**Your goal**
Write out the material below exactly, from the line containing "point: stone chimney" through the end of the material, both ends included. Leave the pictures out of your answer.

_ _ _ _ _ _ _

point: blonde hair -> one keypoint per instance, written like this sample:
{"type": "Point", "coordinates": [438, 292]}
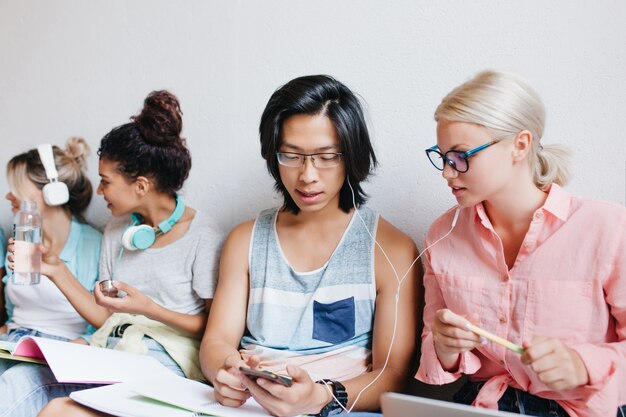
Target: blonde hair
{"type": "Point", "coordinates": [505, 105]}
{"type": "Point", "coordinates": [71, 164]}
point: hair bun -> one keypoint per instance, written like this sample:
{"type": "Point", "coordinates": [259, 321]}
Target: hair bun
{"type": "Point", "coordinates": [77, 149]}
{"type": "Point", "coordinates": [160, 121]}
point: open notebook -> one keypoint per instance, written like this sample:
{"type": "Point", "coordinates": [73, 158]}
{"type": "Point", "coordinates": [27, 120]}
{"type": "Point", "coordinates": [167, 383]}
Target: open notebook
{"type": "Point", "coordinates": [76, 363]}
{"type": "Point", "coordinates": [171, 396]}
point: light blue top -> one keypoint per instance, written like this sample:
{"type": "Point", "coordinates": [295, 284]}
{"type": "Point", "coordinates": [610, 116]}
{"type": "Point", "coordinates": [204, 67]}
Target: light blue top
{"type": "Point", "coordinates": [3, 248]}
{"type": "Point", "coordinates": [316, 311]}
{"type": "Point", "coordinates": [81, 254]}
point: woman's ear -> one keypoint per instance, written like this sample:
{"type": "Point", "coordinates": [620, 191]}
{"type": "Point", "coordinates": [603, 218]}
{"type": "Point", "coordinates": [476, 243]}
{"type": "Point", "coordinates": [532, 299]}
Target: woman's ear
{"type": "Point", "coordinates": [522, 144]}
{"type": "Point", "coordinates": [142, 185]}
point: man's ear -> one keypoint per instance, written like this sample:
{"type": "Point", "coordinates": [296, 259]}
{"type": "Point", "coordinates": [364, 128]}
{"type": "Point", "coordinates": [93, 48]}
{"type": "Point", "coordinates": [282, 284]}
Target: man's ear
{"type": "Point", "coordinates": [142, 185]}
{"type": "Point", "coordinates": [522, 144]}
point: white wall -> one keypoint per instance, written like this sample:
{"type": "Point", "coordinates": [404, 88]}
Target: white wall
{"type": "Point", "coordinates": [81, 68]}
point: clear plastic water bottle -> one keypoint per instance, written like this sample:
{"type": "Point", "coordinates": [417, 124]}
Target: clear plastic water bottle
{"type": "Point", "coordinates": [27, 234]}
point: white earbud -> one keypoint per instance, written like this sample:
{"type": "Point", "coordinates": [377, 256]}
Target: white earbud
{"type": "Point", "coordinates": [456, 217]}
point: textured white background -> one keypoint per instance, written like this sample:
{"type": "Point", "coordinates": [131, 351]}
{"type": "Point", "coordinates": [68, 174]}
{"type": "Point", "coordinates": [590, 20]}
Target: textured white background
{"type": "Point", "coordinates": [81, 68]}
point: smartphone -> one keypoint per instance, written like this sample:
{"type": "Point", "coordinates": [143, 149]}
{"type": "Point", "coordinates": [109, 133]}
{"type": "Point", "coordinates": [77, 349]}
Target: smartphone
{"type": "Point", "coordinates": [108, 289]}
{"type": "Point", "coordinates": [255, 373]}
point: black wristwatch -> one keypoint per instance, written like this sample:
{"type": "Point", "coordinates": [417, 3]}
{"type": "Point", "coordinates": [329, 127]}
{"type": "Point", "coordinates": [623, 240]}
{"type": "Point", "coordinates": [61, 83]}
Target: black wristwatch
{"type": "Point", "coordinates": [334, 406]}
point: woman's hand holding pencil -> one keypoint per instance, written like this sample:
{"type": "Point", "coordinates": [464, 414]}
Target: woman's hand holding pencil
{"type": "Point", "coordinates": [454, 334]}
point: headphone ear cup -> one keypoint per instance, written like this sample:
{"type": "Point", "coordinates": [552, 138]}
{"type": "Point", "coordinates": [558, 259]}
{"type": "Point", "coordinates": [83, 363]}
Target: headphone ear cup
{"type": "Point", "coordinates": [138, 237]}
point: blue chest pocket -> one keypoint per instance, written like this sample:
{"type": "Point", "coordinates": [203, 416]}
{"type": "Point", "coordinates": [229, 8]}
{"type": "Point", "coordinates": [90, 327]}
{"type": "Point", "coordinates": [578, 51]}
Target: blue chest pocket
{"type": "Point", "coordinates": [334, 322]}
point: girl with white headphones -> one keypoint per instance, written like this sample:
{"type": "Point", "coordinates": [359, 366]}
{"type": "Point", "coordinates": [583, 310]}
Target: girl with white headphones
{"type": "Point", "coordinates": [42, 310]}
{"type": "Point", "coordinates": [164, 274]}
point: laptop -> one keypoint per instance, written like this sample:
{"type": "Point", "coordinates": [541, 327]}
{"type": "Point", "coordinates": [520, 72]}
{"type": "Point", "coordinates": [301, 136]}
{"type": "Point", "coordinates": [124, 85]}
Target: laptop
{"type": "Point", "coordinates": [400, 405]}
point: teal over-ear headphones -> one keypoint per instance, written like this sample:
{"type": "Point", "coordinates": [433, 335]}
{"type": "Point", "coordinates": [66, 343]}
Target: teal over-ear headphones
{"type": "Point", "coordinates": [142, 236]}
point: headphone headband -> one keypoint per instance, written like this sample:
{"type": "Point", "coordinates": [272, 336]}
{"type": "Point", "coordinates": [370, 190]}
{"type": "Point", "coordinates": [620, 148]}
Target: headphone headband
{"type": "Point", "coordinates": [55, 193]}
{"type": "Point", "coordinates": [47, 159]}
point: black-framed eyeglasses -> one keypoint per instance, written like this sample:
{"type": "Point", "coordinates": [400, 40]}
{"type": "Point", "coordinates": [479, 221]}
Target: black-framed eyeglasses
{"type": "Point", "coordinates": [457, 160]}
{"type": "Point", "coordinates": [320, 160]}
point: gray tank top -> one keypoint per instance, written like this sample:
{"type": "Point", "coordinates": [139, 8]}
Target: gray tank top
{"type": "Point", "coordinates": [316, 311]}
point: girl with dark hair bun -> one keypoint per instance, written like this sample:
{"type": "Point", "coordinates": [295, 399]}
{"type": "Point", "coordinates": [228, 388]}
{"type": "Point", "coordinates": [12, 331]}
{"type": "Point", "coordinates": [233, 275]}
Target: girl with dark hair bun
{"type": "Point", "coordinates": [159, 255]}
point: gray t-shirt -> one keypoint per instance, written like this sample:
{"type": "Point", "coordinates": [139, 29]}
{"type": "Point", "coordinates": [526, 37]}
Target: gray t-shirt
{"type": "Point", "coordinates": [178, 276]}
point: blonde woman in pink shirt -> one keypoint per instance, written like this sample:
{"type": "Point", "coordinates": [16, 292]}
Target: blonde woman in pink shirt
{"type": "Point", "coordinates": [525, 260]}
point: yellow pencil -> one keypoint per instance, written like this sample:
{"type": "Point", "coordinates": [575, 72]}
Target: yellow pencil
{"type": "Point", "coordinates": [495, 339]}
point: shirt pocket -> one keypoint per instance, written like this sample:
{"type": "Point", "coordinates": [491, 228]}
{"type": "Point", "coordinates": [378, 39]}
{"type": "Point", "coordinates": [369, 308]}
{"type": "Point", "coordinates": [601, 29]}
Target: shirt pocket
{"type": "Point", "coordinates": [559, 308]}
{"type": "Point", "coordinates": [463, 294]}
{"type": "Point", "coordinates": [334, 322]}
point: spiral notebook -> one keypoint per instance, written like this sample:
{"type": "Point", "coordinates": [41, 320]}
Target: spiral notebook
{"type": "Point", "coordinates": [76, 363]}
{"type": "Point", "coordinates": [171, 396]}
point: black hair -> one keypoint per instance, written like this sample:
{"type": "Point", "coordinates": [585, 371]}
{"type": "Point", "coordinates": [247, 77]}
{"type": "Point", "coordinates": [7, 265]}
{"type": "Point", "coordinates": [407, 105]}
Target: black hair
{"type": "Point", "coordinates": [151, 145]}
{"type": "Point", "coordinates": [320, 95]}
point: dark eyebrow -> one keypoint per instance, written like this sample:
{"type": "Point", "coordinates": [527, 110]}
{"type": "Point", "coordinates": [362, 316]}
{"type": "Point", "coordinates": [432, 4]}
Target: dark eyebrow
{"type": "Point", "coordinates": [330, 148]}
{"type": "Point", "coordinates": [455, 147]}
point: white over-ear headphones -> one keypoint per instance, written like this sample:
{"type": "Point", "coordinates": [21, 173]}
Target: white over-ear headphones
{"type": "Point", "coordinates": [55, 193]}
{"type": "Point", "coordinates": [142, 236]}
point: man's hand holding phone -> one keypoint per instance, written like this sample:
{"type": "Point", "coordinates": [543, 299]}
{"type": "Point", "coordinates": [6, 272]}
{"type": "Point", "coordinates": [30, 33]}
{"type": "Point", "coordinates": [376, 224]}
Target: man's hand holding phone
{"type": "Point", "coordinates": [270, 376]}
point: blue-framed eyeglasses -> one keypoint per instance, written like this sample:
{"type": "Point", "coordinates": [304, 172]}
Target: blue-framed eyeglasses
{"type": "Point", "coordinates": [457, 160]}
{"type": "Point", "coordinates": [319, 160]}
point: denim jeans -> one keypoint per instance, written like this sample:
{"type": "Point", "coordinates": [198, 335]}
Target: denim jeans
{"type": "Point", "coordinates": [518, 401]}
{"type": "Point", "coordinates": [27, 387]}
{"type": "Point", "coordinates": [15, 335]}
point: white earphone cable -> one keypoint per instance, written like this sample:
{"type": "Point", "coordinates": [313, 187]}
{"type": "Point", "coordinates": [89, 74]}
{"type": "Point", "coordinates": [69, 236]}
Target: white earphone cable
{"type": "Point", "coordinates": [397, 301]}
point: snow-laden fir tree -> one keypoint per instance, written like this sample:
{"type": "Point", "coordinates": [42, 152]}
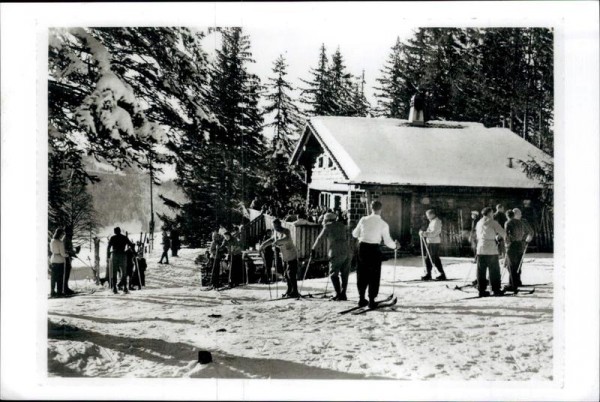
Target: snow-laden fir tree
{"type": "Point", "coordinates": [341, 86]}
{"type": "Point", "coordinates": [391, 90]}
{"type": "Point", "coordinates": [317, 95]}
{"type": "Point", "coordinates": [117, 97]}
{"type": "Point", "coordinates": [360, 105]}
{"type": "Point", "coordinates": [220, 167]}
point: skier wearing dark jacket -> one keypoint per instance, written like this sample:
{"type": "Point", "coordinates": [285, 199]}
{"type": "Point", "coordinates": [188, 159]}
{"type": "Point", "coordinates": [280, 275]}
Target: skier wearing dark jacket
{"type": "Point", "coordinates": [283, 240]}
{"type": "Point", "coordinates": [488, 233]}
{"type": "Point", "coordinates": [118, 243]}
{"type": "Point", "coordinates": [338, 253]}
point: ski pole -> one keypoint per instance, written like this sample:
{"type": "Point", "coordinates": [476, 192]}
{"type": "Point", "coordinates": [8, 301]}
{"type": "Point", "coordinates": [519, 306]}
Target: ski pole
{"type": "Point", "coordinates": [305, 272]}
{"type": "Point", "coordinates": [275, 260]}
{"type": "Point", "coordinates": [422, 253]}
{"type": "Point", "coordinates": [137, 268]}
{"type": "Point", "coordinates": [269, 276]}
{"type": "Point", "coordinates": [522, 257]}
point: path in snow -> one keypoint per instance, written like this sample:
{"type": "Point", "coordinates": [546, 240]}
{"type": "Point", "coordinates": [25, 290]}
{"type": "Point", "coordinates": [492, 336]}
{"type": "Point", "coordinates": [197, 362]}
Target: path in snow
{"type": "Point", "coordinates": [432, 333]}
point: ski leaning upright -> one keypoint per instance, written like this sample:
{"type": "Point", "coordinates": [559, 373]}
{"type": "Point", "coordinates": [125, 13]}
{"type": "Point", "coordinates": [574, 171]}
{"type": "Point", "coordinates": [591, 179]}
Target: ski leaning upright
{"type": "Point", "coordinates": [379, 305]}
{"type": "Point", "coordinates": [518, 292]}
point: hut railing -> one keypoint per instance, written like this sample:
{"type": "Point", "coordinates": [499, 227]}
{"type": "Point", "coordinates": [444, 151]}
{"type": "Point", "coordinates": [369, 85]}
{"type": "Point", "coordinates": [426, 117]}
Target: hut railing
{"type": "Point", "coordinates": [303, 235]}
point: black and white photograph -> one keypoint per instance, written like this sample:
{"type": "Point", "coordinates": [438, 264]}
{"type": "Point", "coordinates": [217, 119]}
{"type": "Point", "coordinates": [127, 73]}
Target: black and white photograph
{"type": "Point", "coordinates": [267, 197]}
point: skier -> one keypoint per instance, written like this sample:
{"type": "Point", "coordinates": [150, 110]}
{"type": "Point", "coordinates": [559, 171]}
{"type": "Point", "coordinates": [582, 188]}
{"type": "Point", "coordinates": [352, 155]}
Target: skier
{"type": "Point", "coordinates": [118, 243]}
{"type": "Point", "coordinates": [216, 254]}
{"type": "Point", "coordinates": [57, 263]}
{"type": "Point", "coordinates": [488, 232]}
{"type": "Point", "coordinates": [337, 251]}
{"type": "Point", "coordinates": [370, 231]}
{"type": "Point", "coordinates": [283, 240]}
{"type": "Point", "coordinates": [236, 264]}
{"type": "Point", "coordinates": [432, 236]}
{"type": "Point", "coordinates": [131, 255]}
{"type": "Point", "coordinates": [500, 217]}
{"type": "Point", "coordinates": [473, 233]}
{"type": "Point", "coordinates": [518, 232]}
{"type": "Point", "coordinates": [166, 246]}
{"type": "Point", "coordinates": [175, 243]}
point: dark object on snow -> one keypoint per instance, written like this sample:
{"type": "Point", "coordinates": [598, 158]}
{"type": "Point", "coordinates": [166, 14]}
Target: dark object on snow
{"type": "Point", "coordinates": [204, 357]}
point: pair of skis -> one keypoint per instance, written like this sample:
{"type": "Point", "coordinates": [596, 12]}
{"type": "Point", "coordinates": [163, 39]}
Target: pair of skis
{"type": "Point", "coordinates": [515, 293]}
{"type": "Point", "coordinates": [387, 302]}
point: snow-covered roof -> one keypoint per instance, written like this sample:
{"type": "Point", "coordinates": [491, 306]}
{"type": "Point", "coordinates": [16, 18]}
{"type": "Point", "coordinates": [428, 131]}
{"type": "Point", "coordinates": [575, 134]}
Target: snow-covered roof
{"type": "Point", "coordinates": [390, 151]}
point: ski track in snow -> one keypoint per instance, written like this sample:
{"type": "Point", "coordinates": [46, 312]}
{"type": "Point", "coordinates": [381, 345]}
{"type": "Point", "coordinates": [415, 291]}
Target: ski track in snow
{"type": "Point", "coordinates": [430, 334]}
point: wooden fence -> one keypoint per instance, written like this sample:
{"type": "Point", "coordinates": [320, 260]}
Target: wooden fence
{"type": "Point", "coordinates": [303, 235]}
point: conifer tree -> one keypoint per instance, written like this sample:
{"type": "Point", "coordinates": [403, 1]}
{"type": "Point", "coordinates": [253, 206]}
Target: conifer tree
{"type": "Point", "coordinates": [391, 93]}
{"type": "Point", "coordinates": [317, 95]}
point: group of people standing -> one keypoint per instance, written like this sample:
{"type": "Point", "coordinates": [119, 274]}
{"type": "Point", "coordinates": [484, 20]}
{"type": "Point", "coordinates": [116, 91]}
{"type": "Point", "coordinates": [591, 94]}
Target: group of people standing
{"type": "Point", "coordinates": [500, 234]}
{"type": "Point", "coordinates": [496, 234]}
{"type": "Point", "coordinates": [122, 257]}
{"type": "Point", "coordinates": [225, 245]}
{"type": "Point", "coordinates": [170, 242]}
{"type": "Point", "coordinates": [62, 252]}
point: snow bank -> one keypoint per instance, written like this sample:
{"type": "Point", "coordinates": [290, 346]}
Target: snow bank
{"type": "Point", "coordinates": [432, 333]}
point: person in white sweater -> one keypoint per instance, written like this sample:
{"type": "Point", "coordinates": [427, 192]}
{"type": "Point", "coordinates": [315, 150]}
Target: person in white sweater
{"type": "Point", "coordinates": [57, 263]}
{"type": "Point", "coordinates": [432, 236]}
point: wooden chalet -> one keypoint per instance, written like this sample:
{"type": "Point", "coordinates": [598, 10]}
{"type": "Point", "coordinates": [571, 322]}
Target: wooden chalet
{"type": "Point", "coordinates": [453, 167]}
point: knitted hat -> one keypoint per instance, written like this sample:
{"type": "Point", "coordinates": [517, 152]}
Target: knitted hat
{"type": "Point", "coordinates": [329, 217]}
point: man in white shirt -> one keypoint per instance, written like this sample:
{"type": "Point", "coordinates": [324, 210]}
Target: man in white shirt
{"type": "Point", "coordinates": [489, 232]}
{"type": "Point", "coordinates": [433, 238]}
{"type": "Point", "coordinates": [370, 231]}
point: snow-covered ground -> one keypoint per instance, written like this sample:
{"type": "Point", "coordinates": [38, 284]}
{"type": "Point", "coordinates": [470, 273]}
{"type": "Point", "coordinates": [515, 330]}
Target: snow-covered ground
{"type": "Point", "coordinates": [432, 333]}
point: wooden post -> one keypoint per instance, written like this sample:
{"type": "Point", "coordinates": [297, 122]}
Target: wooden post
{"type": "Point", "coordinates": [97, 260]}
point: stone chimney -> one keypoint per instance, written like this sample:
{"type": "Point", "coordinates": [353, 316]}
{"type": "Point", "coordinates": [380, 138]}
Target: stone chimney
{"type": "Point", "coordinates": [416, 117]}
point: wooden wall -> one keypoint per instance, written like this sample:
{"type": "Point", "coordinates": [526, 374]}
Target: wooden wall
{"type": "Point", "coordinates": [303, 236]}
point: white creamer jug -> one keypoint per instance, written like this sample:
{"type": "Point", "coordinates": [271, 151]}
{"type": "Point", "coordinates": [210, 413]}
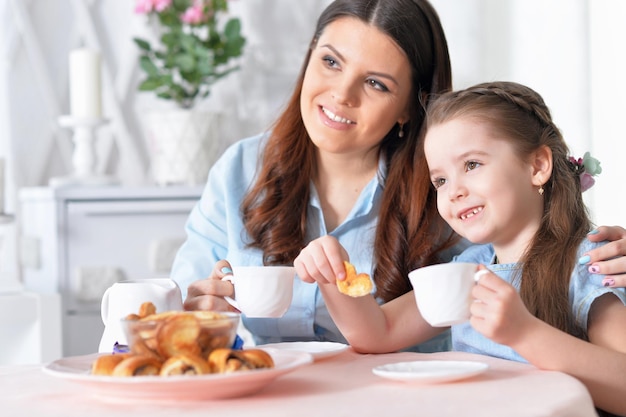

_ _ _ _ _ _ _

**In response**
point: stone chimney -> one keypoint per instance, written like this sample:
{"type": "Point", "coordinates": [353, 316]}
{"type": "Point", "coordinates": [380, 138]}
Target: stone chimney
{"type": "Point", "coordinates": [416, 117]}
point: wooden wall -> one keypoint per instance, written like this sample:
{"type": "Point", "coordinates": [526, 374]}
Target: wooden wall
{"type": "Point", "coordinates": [303, 236]}
point: white creamer jug -> one keypoint per instance, written like this sample:
{"type": "Point", "coordinates": [271, 151]}
{"type": "Point", "coordinates": [210, 413]}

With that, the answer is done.